* Tekstfragment:

Logo Parlement Buxellois

Schriftelijke vraag betreffende de dode vissen in het kanaal na hevige regenval

Indiener(s)
Lotte Stoops
aan
Alain Maron, Minister van de Brusselse Hoofdstedelijke Regering, belast met Klimaattransitie, Leefmilieu, Energie en Participatieve Democratie (Vragen nr 1124)

 
Datum ontvangst: 23/05/2022 Datum publicatie: 07/07/2022
Zittingsperiode: 19/24 Zitting: 21/22 Datum antwoord: 28/06/2022
 
Datum behandeling van het stuk Indiener(s) Referentie Blz.
30/05/2022 Ontvankelijk Uitgebreid Bureau van het Parlement
 
Vraag    Na de regen- en onweersbuien die volgden op een aantal zeer warme dagen in mei, meldden verschillende getuigenissen dat er honderden dode vissen in het kanaal dreven. De oorzaak is nog niet bekend. Volgens Leefmilieu Brussel is een mogelijke verklaring het gebrek aan zuurstof door de hevige regenval na de extreme temperaturen. Ook de Haven van Brussel, die bevoegd is voor het kanaal, gelooft dat een gebrek aan zuurstof een mogelijke oorzaak kan zijn.

* Vermelde records:
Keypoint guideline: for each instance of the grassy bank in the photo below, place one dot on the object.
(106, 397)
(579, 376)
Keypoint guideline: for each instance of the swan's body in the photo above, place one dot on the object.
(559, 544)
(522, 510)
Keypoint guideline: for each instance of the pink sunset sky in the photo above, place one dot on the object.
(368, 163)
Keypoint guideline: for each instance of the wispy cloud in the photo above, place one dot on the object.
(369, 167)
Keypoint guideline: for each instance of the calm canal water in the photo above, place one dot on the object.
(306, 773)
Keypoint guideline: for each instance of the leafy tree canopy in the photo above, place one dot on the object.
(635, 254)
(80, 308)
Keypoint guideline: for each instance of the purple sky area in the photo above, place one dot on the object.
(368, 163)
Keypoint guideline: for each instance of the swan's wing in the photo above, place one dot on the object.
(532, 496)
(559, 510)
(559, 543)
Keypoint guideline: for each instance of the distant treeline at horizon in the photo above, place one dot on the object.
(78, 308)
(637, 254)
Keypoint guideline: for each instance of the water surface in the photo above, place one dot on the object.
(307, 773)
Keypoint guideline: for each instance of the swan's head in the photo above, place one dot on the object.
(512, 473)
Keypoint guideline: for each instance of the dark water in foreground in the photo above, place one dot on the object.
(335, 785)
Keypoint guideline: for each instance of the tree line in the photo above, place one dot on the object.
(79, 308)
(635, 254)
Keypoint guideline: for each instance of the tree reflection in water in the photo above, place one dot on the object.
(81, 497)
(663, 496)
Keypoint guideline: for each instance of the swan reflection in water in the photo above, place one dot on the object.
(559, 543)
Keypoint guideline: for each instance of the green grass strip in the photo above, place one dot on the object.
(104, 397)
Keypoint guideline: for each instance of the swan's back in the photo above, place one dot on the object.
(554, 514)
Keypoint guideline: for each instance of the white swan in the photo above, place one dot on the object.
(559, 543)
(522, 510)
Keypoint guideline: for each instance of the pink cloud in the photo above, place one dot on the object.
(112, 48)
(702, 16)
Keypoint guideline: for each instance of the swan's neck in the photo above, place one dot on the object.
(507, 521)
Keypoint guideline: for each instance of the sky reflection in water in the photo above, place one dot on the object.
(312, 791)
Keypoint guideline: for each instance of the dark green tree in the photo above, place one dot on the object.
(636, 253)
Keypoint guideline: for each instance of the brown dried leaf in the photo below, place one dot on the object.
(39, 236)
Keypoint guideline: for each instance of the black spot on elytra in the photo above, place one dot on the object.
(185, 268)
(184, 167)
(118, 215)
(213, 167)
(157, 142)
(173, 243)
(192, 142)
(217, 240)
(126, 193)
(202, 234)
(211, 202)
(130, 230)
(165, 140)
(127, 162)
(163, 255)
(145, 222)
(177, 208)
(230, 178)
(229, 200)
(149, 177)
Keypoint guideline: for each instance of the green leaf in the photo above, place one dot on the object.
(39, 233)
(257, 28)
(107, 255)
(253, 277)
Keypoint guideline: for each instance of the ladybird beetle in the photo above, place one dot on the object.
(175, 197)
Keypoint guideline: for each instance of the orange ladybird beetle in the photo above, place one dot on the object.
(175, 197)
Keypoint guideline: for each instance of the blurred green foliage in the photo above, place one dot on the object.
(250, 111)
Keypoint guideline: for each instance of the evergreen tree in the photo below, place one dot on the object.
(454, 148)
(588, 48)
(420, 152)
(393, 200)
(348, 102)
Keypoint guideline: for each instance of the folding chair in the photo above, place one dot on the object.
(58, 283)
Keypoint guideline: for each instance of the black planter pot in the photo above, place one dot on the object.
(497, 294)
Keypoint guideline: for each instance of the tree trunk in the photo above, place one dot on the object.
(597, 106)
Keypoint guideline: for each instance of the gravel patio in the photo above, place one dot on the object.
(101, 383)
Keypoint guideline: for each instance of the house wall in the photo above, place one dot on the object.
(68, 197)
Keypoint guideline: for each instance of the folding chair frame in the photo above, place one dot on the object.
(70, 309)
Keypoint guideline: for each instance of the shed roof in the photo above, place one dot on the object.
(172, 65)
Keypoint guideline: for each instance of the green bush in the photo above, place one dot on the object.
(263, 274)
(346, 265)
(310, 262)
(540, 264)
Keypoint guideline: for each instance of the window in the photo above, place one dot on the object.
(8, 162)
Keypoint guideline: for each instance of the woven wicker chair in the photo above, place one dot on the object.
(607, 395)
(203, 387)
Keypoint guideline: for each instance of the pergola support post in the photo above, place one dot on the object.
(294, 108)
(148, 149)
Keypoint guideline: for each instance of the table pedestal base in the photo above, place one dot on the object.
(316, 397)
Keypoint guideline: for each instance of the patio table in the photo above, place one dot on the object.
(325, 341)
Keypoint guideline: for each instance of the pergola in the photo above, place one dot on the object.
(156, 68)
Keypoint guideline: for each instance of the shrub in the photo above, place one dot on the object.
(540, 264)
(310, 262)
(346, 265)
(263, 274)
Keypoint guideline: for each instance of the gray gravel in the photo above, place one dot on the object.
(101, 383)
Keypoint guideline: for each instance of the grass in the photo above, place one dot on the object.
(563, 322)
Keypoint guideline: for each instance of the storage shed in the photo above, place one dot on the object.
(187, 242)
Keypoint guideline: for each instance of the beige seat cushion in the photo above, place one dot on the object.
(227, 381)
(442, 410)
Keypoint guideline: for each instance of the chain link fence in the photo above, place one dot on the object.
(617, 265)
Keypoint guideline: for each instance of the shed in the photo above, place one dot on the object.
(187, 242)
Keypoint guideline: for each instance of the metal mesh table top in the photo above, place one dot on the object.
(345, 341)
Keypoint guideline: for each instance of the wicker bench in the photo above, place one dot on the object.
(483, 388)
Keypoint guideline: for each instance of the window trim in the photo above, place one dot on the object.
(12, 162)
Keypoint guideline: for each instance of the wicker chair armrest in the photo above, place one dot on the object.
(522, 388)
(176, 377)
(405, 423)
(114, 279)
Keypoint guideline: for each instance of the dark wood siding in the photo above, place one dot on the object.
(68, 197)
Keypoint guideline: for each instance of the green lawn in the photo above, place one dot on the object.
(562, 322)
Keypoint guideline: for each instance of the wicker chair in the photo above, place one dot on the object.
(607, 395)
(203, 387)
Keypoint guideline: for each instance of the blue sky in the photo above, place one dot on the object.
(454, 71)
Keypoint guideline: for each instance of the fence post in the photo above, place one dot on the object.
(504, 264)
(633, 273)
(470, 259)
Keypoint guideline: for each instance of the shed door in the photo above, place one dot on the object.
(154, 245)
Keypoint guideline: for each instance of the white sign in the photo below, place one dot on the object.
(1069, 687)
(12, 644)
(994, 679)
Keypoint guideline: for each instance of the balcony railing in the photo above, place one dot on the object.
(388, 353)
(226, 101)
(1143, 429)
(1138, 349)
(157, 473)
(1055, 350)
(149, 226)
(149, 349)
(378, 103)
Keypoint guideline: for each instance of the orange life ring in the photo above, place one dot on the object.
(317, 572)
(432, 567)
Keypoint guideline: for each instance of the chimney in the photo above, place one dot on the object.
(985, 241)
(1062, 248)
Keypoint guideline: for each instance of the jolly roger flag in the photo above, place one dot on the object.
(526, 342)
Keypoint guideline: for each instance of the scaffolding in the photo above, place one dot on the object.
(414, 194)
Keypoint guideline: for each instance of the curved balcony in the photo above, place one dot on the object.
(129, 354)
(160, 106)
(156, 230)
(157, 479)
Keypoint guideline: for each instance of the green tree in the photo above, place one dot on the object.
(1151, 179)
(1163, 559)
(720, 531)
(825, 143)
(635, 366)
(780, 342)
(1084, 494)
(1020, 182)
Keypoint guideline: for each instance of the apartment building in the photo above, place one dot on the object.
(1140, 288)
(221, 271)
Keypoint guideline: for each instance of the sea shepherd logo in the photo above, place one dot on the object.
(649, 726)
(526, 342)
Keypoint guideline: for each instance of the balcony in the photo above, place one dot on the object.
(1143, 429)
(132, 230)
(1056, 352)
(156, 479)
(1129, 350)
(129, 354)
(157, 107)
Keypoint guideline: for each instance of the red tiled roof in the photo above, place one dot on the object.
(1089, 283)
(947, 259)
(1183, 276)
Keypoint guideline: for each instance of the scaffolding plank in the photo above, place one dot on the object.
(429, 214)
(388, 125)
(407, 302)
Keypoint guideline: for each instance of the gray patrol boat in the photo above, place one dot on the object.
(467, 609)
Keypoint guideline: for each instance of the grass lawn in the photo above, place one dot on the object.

* Lezen en toepassen:
**1.** Neem uit de schriftelijke vraag over de dode vissen in het kanaal woordelijk de passage over van "Schriftelijke vraag betreffende" tot en met "Indiener(s) Referentie Blz.".
**2.** Beantwoord op basis van de schriftelijke vraag over de dode vissen in het kanaal:
(a) Wie is de indiener van de vraag?
(b) Op welke datum werd de vraag ontvangen?
(c) Welke instantie is volgens de vraag bevoegd voor het kanaal?

* Antwoorden per opdracht:
**1.**
Schriftelijke vraag betreffende de dode vissen in het kanaal na hevige regenval

Indiener(s)
Lotte Stoops
aan
Alain Maron, Minister van de Brusselse Hoofdstedelijke Regering, belast met Klimaattransitie, Leefmilieu, Energie en Participatieve Democratie (Vragen nr 1124)

 
Datum ontvangst: 23/05/2022 Datum publicatie: 07/07/2022
Zittingsperiode: 19/24 Zitting: 21/22 Datum antwoord: 28/06/2022
 
Datum behandeling van het stuk Indiener(s) Referentie Blz.

**2.**
(a) Lotte Stoops
(b) 23/05/2022
(c) De Haven van Brussel